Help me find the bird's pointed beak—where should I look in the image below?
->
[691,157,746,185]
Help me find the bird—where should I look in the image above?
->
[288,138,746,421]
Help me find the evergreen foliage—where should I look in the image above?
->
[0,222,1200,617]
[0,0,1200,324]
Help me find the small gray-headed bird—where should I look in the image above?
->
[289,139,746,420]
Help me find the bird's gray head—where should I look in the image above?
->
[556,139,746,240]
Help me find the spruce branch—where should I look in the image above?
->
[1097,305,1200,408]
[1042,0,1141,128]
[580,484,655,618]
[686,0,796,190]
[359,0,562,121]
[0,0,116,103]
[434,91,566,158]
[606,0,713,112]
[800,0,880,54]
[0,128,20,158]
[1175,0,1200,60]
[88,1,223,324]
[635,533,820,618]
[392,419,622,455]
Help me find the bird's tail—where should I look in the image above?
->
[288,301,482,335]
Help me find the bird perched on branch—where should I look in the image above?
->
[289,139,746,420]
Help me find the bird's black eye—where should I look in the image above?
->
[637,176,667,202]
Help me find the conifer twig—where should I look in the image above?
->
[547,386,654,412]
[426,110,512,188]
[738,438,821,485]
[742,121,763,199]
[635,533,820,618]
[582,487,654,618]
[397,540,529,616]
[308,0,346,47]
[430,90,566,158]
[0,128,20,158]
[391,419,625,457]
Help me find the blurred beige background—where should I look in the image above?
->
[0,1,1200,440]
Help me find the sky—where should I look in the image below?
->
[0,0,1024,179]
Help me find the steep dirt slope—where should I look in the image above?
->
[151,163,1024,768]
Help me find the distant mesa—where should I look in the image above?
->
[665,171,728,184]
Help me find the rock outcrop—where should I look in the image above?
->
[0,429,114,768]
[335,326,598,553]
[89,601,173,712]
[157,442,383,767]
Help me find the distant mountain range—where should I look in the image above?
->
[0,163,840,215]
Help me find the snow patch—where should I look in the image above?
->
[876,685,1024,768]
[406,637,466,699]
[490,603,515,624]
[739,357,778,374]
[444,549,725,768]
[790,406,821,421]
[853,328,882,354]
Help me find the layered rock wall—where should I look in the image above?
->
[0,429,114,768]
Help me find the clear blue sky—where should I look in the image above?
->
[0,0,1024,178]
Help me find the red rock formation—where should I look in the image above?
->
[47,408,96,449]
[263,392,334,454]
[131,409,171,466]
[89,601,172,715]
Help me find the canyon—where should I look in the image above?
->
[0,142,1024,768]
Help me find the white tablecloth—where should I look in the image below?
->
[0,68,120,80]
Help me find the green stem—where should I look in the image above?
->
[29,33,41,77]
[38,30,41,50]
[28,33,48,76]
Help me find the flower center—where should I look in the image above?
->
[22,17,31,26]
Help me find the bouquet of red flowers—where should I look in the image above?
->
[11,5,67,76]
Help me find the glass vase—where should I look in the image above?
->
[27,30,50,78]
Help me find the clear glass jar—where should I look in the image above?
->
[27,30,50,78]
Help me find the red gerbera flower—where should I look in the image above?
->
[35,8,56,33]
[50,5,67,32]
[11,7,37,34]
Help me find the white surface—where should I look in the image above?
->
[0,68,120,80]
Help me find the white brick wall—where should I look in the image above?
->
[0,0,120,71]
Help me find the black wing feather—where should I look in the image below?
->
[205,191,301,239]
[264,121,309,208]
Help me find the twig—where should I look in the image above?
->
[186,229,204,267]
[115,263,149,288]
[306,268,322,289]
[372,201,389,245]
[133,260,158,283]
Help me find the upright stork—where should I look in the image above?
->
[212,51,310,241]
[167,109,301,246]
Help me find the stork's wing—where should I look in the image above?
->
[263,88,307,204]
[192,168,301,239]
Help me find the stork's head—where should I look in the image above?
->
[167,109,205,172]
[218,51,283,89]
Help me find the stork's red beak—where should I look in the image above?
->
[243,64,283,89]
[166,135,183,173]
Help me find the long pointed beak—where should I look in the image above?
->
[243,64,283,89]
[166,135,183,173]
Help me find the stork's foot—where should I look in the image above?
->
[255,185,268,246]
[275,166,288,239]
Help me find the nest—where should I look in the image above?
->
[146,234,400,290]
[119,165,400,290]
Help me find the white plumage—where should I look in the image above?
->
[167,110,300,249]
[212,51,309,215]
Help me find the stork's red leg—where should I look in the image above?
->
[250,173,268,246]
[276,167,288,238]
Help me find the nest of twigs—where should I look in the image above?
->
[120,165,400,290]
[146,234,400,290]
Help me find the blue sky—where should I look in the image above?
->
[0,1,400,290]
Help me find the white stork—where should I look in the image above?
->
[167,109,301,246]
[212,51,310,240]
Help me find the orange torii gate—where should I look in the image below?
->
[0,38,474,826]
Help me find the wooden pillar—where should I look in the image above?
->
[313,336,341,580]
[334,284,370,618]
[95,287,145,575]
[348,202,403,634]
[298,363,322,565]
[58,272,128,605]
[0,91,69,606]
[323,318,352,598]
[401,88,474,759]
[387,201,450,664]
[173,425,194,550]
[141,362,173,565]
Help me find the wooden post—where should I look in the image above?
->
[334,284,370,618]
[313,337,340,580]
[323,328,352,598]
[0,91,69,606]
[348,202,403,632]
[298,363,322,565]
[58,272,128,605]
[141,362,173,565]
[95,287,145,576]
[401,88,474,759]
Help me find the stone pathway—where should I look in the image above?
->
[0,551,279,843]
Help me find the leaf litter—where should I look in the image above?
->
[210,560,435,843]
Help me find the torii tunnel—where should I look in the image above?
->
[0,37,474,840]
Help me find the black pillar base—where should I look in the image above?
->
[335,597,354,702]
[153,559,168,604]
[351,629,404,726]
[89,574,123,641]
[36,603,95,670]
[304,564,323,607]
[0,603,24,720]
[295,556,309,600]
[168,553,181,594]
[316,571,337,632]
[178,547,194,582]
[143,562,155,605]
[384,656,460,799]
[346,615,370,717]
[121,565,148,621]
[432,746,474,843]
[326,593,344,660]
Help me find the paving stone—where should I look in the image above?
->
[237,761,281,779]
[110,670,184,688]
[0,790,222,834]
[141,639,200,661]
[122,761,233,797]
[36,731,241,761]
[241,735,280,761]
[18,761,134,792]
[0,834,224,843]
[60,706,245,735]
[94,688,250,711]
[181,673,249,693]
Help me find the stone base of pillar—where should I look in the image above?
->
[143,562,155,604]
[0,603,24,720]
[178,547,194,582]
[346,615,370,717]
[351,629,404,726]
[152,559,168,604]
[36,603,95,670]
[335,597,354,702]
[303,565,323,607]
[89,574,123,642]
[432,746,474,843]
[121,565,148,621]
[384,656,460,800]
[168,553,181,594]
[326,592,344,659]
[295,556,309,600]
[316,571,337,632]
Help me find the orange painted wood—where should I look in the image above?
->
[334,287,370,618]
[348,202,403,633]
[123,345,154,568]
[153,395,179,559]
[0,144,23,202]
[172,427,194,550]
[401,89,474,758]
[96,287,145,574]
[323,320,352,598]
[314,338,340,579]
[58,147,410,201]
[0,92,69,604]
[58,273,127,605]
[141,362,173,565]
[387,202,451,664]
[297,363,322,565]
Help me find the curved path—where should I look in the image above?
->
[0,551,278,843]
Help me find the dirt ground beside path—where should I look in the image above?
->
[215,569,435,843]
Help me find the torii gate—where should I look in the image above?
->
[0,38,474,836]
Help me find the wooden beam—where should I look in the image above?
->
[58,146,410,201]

○ ○ ○

**Exercise brief**
Please give the part of the data that opens with the line containing "Help me find the distant mesa—where" and closes with the line containing "[192,168,301,239]" again, swapping "upright stork" for "standing stork" and leaving everything else unchanged.

**Worked solution**
Help me find the distant mesa—where should I look in the image above?
->
[665,171,728,184]
Help me find the rock outcrop—where should I look in the image above?
->
[0,429,114,768]
[335,326,598,553]
[89,601,173,712]
[157,442,383,767]
Help me find the distant mountain range—where should I look in the image above?
->
[0,163,840,215]
Help me find the snow patch—where should I look in the image above?
->
[876,685,1024,768]
[406,637,466,699]
[490,603,515,624]
[739,357,778,374]
[444,549,725,768]
[790,406,821,421]
[853,328,882,354]
Help me find the layered rock wall—where should I look in the image above?
->
[0,429,114,768]
Help me find the clear blue sky—where should I look in the image above?
->
[0,0,1024,178]
Help me find the red rock formation—where should I look in the image above?
->
[47,408,96,449]
[263,392,334,454]
[131,409,171,466]
[89,601,172,715]
Help me find the canyon—where should I look in the image above?
->
[0,142,1024,768]
Help me find the white tablecloth—where should I look in the image below?
->
[0,68,120,80]
Help me find the green stem—where should I look in the image above?
->
[29,33,41,77]
[38,30,41,50]
[28,33,48,76]
Help me find the flower center—where should I look in the image above?
->
[22,17,31,26]
Help me find the bouquet of red flowers—where should I look in the image above?
->
[11,5,67,76]
Help me find the glass vase—where should I look in the image above?
->
[27,30,50,78]
Help me find the clear glass jar—where should I look in the image above?
->
[27,30,50,78]
Help me find the red gerbera flower—where should I look in the image above?
->
[35,8,56,33]
[50,5,67,32]
[11,7,37,34]
Help me find the white surface—where should I look in the image above?
->
[0,68,120,80]
Help me find the white brick wall—where should I look in the image above?
->
[0,0,120,71]
Help me find the black wing feather—where should I look in the image below?
->
[205,191,301,239]
[264,121,309,208]
Help me find the twig—where should I look in the image above?
->
[186,229,204,267]
[115,263,149,288]
[306,268,322,289]
[372,201,389,245]
[133,260,158,283]
Help me find the standing stork—where should I look in the image above?
->
[212,51,310,241]
[167,109,301,246]
Help me find the stork's wing—where should I look in the image above?
->
[263,88,307,204]
[192,168,301,239]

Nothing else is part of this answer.